** Start of Source data **

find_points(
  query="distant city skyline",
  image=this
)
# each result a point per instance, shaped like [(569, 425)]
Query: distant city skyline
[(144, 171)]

** End of Source data **

Task to complete » Rewrite the entries, replacing each occurrence of "skyline" with "waterfront" and leaving everything else as it is.

Reply to the task »
find_points(
  query="distant city waterfront",
  image=this
)
# each result a point per instance, shaped like [(569, 425)]
Query: distant city waterfront
[(144, 171)]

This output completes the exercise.